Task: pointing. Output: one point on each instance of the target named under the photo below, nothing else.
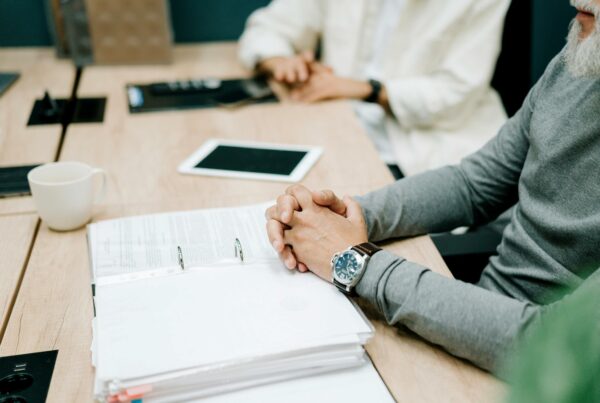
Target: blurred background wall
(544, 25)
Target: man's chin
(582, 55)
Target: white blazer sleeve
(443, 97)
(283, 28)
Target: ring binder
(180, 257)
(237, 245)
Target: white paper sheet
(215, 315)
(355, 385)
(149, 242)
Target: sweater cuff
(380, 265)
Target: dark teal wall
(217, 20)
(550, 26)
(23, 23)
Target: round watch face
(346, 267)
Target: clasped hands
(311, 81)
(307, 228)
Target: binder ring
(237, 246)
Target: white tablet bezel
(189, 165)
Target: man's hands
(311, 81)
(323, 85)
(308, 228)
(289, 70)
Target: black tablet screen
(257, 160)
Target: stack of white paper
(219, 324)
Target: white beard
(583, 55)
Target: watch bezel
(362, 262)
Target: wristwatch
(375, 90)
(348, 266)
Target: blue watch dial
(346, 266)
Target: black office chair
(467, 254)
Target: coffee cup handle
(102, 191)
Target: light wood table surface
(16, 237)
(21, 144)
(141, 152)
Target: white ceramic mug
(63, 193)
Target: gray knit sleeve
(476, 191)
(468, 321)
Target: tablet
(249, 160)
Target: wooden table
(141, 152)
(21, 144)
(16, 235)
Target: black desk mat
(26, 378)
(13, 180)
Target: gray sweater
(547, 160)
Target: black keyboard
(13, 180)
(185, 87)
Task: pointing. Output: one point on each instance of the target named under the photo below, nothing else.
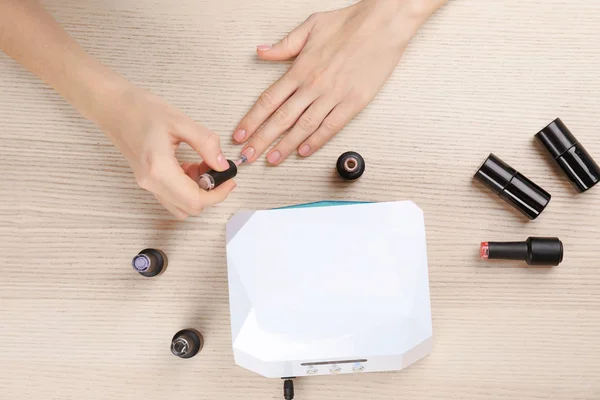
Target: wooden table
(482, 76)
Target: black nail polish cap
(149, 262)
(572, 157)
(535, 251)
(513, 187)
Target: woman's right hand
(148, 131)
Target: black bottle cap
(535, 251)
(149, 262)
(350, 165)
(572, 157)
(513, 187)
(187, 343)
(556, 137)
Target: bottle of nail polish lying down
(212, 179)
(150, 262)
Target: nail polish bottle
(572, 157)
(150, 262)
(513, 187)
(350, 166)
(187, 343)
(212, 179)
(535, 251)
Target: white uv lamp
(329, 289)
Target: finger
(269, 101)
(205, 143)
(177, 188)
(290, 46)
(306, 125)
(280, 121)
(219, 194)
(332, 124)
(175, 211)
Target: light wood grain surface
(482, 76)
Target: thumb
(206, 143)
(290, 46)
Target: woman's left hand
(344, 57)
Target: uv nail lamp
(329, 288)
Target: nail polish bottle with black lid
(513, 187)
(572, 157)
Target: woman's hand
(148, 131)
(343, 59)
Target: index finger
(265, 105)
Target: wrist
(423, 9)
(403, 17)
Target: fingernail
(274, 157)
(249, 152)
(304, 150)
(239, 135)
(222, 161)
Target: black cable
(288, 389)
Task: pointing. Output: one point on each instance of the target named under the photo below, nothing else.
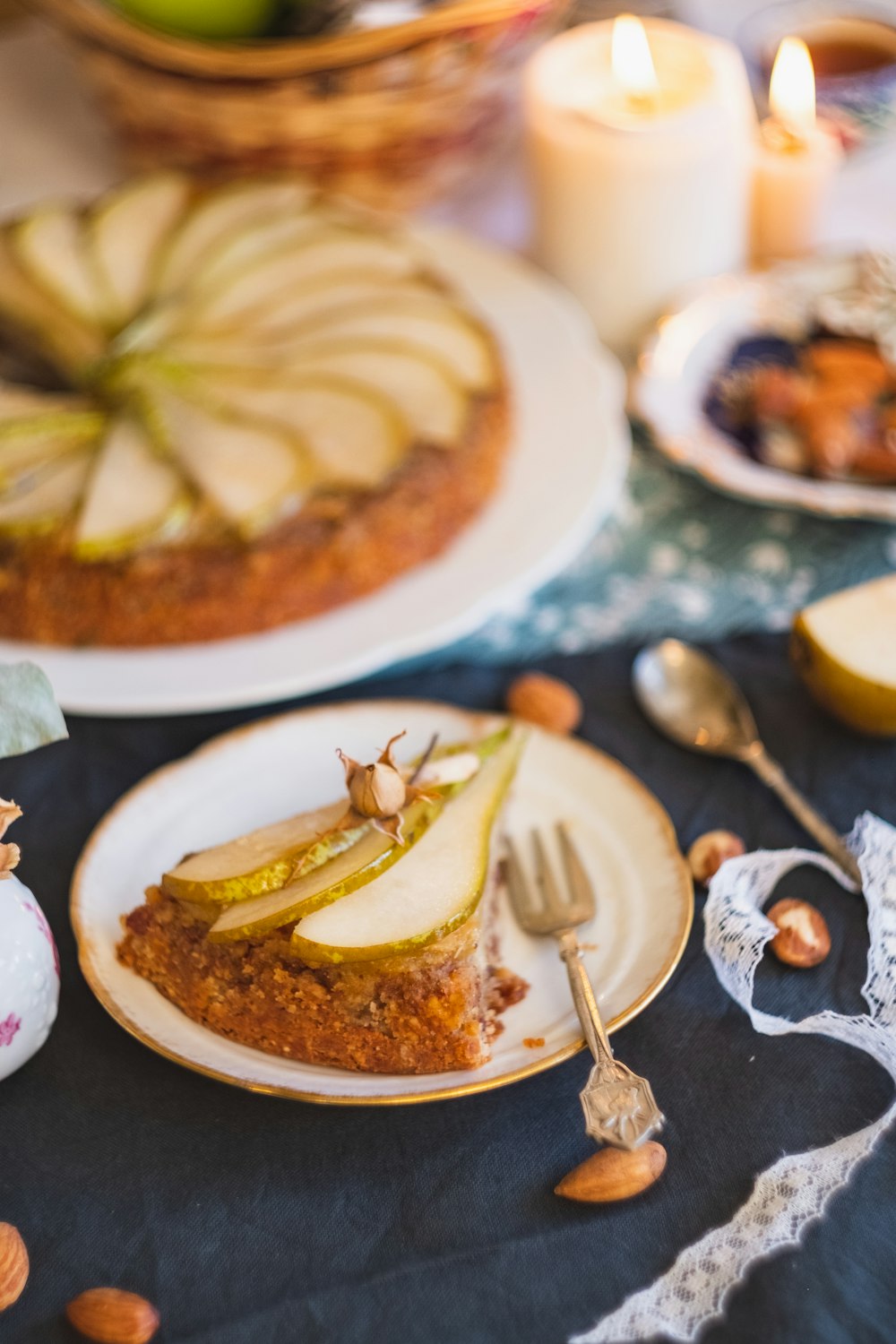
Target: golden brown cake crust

* _The exercise_: Output only the lines running from the line with "Target: man's chin" through the last line of the entries above, inclusive, with pictures excluded.

* _Worked answer_:
Target: man's chin
(582, 55)
Target: white blazer sleeve
(443, 97)
(283, 28)
Target: ring binder
(180, 257)
(237, 245)
Target: white paper sheet
(215, 315)
(355, 385)
(149, 242)
Target: sweater cuff
(380, 265)
Target: dark teal wall
(217, 20)
(550, 26)
(23, 23)
Target: round watch face
(346, 267)
Target: clasped hands
(311, 81)
(307, 228)
Target: binder ring
(237, 246)
Target: white tablet bezel
(189, 165)
Target: man's hands
(311, 81)
(323, 85)
(308, 228)
(289, 70)
Target: black tablet screen
(257, 160)
Target: stack of white paper
(219, 324)
Target: white beard
(583, 55)
Target: watch bezel
(362, 262)
Target: wristwatch
(375, 90)
(348, 266)
Target: blue watch dial
(346, 266)
Target: black office chair
(467, 254)
Target: coffee cup handle
(102, 191)
Target: light wood table surface
(16, 237)
(21, 144)
(141, 152)
Target: white ceramic mug
(63, 193)
Target: gray knit sleeve
(476, 191)
(468, 321)
Target: tablet
(249, 160)
Target: wooden table
(141, 152)
(21, 144)
(16, 235)
Target: black desk mat
(26, 378)
(13, 180)
Target: gray sweater
(547, 160)
Target: black keyboard
(13, 180)
(185, 87)
Task: pointing. Output: one point on each instance of the target named under the photo below, nothing else.
Target: wooden table
(482, 76)
Target: black nail polish cap
(149, 262)
(572, 157)
(535, 251)
(513, 187)
Target: woman's right hand
(148, 131)
Target: black bottle cap
(535, 251)
(149, 262)
(350, 165)
(572, 157)
(513, 187)
(187, 343)
(556, 137)
Target: bottle of nail polish lying down
(212, 179)
(150, 262)
Target: nail polish bottle
(572, 157)
(150, 262)
(513, 187)
(350, 166)
(187, 343)
(212, 179)
(535, 251)
Target: white uv lamp
(329, 289)
Target: finger
(269, 101)
(205, 143)
(177, 188)
(290, 46)
(306, 125)
(280, 121)
(219, 194)
(332, 124)
(175, 211)
Target: light wood grain surface
(482, 76)
Target: thumb
(206, 143)
(290, 46)
Target: woman's left hand
(344, 57)
Target: uv nail lamp
(329, 288)
Target: nail polish bottle with black lid
(513, 187)
(572, 157)
Target: woman's hand
(148, 131)
(343, 59)
Target: index finger
(265, 105)
Target: wrist
(423, 9)
(403, 17)
Target: fingernail
(274, 157)
(249, 152)
(304, 150)
(239, 135)
(222, 161)
Target: black cable
(288, 389)
Task: pointing. Output: one point on each instance of the target named under the photo below, nothing else.
Target: golden brown cake crust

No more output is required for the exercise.